## start DATA FOR THE TASK

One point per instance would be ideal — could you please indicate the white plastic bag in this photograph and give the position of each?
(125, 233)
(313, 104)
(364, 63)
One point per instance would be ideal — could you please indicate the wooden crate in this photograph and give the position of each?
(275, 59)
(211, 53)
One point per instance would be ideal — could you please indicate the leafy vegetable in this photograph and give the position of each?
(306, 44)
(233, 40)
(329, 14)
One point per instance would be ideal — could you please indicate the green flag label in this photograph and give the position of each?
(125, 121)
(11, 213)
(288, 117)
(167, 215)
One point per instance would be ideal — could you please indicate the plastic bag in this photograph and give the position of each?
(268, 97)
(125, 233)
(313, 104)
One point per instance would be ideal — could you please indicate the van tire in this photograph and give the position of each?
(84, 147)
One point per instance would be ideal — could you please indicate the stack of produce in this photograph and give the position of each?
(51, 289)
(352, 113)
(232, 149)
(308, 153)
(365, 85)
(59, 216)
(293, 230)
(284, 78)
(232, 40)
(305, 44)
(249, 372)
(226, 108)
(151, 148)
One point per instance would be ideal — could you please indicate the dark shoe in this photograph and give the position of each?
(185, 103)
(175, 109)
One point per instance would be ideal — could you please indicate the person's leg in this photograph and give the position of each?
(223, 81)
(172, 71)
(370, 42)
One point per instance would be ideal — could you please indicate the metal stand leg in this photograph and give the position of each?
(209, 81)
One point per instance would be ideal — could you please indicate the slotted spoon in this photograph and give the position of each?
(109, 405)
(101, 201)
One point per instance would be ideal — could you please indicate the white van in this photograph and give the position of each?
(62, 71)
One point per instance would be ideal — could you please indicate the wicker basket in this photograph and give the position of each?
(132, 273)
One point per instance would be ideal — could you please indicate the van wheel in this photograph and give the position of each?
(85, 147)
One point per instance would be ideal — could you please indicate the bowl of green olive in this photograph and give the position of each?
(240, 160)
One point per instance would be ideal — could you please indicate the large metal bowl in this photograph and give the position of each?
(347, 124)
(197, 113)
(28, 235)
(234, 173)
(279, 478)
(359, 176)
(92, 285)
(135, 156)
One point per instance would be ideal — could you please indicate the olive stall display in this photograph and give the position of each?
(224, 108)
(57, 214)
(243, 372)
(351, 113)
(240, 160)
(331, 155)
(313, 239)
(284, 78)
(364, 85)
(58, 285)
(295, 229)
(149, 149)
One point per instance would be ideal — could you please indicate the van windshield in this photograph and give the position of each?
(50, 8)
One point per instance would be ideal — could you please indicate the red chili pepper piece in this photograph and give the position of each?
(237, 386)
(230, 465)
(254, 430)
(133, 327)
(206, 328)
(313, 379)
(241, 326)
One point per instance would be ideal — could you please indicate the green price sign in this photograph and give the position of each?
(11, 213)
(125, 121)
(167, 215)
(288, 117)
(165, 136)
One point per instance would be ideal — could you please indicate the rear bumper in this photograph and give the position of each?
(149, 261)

## end DATA FOR THE TASK
## start DATA FOR THE TASK

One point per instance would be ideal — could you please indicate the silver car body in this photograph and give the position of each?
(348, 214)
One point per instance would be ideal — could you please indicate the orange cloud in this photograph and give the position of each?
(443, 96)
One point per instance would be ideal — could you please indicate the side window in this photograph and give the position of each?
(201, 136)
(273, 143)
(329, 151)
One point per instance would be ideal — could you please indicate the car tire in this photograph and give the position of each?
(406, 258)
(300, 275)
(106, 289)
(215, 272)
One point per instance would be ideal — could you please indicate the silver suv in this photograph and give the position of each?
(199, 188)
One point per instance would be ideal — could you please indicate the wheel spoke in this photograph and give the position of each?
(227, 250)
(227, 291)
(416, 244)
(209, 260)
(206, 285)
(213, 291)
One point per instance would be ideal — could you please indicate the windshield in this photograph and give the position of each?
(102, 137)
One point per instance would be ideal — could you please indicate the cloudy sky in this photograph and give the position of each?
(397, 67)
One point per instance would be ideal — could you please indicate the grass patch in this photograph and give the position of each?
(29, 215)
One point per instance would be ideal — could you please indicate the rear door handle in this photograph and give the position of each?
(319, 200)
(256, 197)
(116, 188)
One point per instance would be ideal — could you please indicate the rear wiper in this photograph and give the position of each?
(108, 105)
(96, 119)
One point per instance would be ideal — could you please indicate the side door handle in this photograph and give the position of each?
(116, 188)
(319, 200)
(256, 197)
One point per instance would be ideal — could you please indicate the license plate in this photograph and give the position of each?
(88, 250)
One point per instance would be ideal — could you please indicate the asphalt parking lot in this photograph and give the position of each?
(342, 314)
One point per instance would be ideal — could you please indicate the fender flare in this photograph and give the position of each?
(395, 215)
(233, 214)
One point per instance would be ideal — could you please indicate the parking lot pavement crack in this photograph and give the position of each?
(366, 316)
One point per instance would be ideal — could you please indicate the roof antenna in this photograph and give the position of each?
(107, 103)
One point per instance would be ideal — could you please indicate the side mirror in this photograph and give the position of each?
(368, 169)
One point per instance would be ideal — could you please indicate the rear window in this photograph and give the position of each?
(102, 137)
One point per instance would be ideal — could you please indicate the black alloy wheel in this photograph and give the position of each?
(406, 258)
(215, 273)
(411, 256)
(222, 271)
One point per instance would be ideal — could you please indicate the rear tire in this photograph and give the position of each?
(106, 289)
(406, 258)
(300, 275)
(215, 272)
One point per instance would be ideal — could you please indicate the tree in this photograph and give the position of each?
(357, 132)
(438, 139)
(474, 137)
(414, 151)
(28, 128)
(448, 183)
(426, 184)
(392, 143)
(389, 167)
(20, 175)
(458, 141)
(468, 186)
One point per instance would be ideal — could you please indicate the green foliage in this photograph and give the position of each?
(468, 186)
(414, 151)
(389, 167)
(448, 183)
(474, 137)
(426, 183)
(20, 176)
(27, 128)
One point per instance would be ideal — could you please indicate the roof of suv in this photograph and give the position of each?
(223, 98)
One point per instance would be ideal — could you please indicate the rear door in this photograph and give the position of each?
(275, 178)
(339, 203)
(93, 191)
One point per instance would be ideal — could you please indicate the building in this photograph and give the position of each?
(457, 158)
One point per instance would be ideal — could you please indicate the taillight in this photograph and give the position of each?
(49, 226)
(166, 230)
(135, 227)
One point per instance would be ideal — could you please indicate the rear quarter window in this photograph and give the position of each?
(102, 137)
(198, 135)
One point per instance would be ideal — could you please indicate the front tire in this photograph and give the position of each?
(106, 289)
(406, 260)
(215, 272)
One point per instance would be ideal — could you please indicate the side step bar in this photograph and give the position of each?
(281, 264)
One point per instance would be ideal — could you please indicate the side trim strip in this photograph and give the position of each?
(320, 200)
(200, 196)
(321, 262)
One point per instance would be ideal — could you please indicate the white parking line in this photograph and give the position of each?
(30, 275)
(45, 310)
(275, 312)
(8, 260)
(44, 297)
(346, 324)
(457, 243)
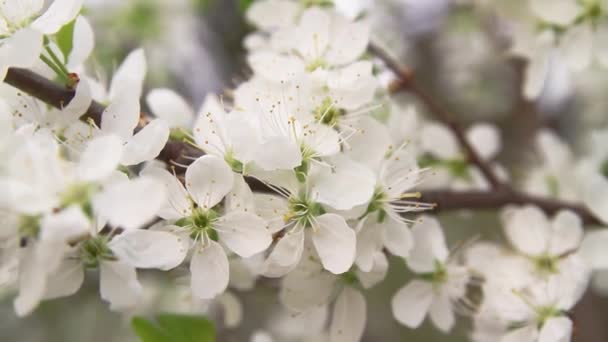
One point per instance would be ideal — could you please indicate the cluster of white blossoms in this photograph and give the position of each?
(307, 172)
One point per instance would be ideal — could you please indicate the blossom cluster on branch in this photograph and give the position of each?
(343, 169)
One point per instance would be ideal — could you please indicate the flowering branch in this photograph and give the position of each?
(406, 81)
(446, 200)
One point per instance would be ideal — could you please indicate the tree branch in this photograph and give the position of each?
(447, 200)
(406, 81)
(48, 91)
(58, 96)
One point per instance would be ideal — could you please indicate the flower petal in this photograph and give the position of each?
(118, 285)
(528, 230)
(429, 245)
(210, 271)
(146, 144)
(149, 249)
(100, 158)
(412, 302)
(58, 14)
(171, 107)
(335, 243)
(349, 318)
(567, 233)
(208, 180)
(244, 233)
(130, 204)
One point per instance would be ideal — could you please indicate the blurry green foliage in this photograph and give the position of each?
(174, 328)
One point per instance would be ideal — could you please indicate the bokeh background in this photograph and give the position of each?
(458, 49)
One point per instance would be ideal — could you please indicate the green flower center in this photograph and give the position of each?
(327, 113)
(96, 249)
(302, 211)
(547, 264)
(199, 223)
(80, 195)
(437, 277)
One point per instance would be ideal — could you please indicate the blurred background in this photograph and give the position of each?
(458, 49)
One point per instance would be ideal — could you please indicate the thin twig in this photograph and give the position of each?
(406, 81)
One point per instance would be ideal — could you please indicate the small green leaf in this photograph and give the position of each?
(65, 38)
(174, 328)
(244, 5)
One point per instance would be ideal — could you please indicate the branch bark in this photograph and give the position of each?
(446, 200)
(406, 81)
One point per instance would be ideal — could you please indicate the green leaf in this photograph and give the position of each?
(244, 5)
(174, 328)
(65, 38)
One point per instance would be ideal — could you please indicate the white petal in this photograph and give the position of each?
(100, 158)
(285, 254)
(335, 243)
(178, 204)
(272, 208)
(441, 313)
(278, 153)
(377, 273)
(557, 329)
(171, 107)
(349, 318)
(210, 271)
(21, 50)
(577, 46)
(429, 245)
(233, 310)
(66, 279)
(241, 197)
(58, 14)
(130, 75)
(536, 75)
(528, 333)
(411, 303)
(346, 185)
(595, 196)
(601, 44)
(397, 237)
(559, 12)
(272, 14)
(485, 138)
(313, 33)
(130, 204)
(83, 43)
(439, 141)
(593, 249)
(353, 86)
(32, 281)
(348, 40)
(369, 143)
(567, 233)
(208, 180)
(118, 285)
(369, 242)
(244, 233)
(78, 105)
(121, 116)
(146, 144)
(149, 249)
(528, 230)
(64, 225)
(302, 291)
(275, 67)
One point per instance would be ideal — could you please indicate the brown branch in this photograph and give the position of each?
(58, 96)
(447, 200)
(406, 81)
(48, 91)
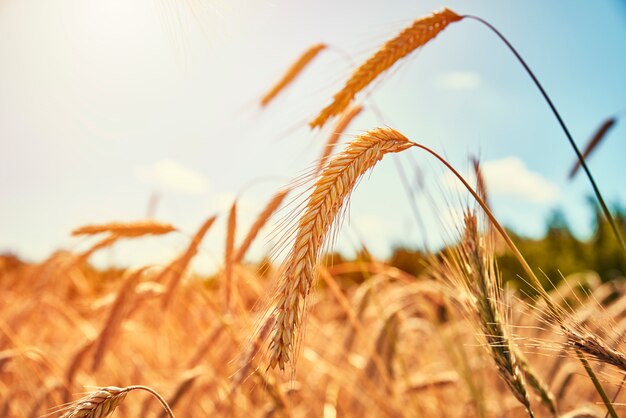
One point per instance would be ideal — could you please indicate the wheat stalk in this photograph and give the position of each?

## end DATA FOR THE TASK

WRITTEN EXERCISE:
Please collect every line of the listing above that contains the string "white". Match case exactly.

REPLY TO THE EXERCISE:
One point per instance would be ideal — could you please indicate the white plastic bag in this photograph and give the position of each?
One point per instance would be ideal — could you please indicate the white van in this photograph and give the position of each?
One point per instance would be ideal — could you please indicate the white parking line in this photograph and give the position of each?
One point per instance would be ideal — could you please indicate the cluster of white blossoms in this photograph and give the position of each?
One point per instance would be ideal — could you please indicate the white petal in this photograph and give the position of each?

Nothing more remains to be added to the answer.